▸ **Selected passage**
The palatoglossus and palatopharyngeus muscles take origin within the middle 50% of the soft palate but extend to the posterior 25% along with the muscularis uvulae. The LVP is bounded by the two heads of the palatopharyngeus muscle; the inferior head originates on the oral surface of the levator, and the superior head on the nasal surface, before it travels inferiorly as the posterior tonsillar pillar. The primary actions of the palatopharyngeus muscle are to tense the soft palate and draw the pharynx anteriorly during breathing. The palatoglossus muscle originates from the dorsolateral transverse fibers of the tongue and then runs cephalad as the anterior tonsillar pillar before fanning out to insert as the most superficial muscle of the velum. Its primary action is with swallowing by pulling the soft palate towards the tongue. The tensor veli palatini (TVP) originates from the medial pterygoid plate of the sphenoid bone and Eustachian tube and then vertically descends sharply hooking around the anterior aspect of the hamulus before it fans out to form the relatively elastic aponeurosis in the anterior third of the velum. As its name suggests, the TVP tenses the soft palate.

▸ **Information shown**
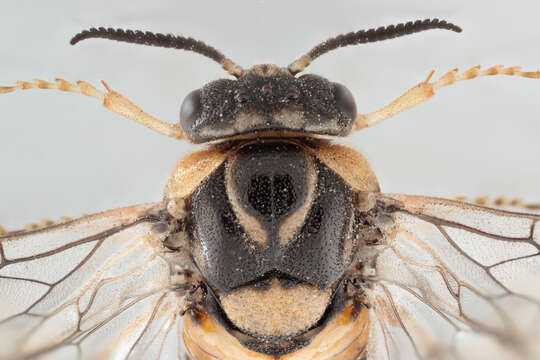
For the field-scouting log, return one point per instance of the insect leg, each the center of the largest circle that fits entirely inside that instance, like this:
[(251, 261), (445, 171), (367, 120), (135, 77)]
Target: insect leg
[(111, 99), (499, 201), (426, 89)]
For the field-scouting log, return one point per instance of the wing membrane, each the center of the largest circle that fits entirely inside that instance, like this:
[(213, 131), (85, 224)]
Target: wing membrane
[(92, 287), (454, 280)]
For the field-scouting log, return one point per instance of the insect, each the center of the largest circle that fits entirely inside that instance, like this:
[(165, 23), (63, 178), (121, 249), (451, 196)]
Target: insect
[(273, 242)]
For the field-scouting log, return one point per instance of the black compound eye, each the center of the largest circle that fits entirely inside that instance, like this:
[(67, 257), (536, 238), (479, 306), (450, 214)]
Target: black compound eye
[(190, 110), (345, 101)]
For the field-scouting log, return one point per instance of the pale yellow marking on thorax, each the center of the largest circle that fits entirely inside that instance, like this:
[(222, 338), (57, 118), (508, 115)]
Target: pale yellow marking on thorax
[(192, 170), (295, 221), (349, 164), (251, 225)]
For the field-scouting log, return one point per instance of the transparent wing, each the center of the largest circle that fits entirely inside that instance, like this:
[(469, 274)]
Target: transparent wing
[(90, 288), (453, 281)]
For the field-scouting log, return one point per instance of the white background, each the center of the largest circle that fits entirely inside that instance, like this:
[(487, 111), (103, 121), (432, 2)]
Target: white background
[(63, 154)]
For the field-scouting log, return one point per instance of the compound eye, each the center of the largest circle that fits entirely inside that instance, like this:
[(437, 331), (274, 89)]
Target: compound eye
[(345, 101), (190, 110)]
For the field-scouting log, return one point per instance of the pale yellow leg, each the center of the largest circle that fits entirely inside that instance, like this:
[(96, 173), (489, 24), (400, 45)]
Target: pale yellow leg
[(426, 89), (111, 100)]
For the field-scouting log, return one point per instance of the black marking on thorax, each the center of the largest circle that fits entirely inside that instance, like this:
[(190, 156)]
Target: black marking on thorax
[(238, 215)]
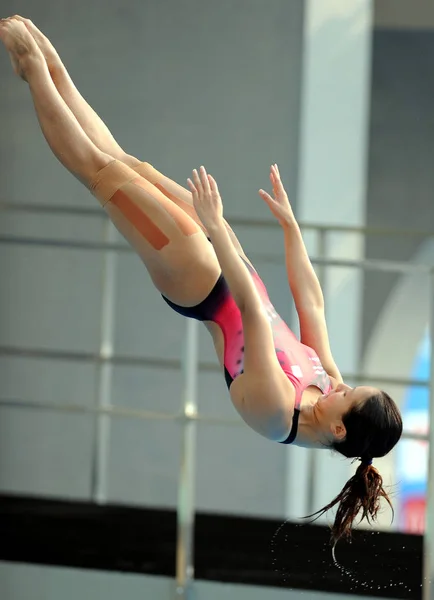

▸ **Task to complete**
From the passage on soft palate muscles, put the sentence "As its name suggests, the TVP tenses the soft palate." into Spanish. The records have no connection to the passage on soft palate muscles.

▸ **Written answer**
Como su nombre indica, el TVP tensa el paladar blando.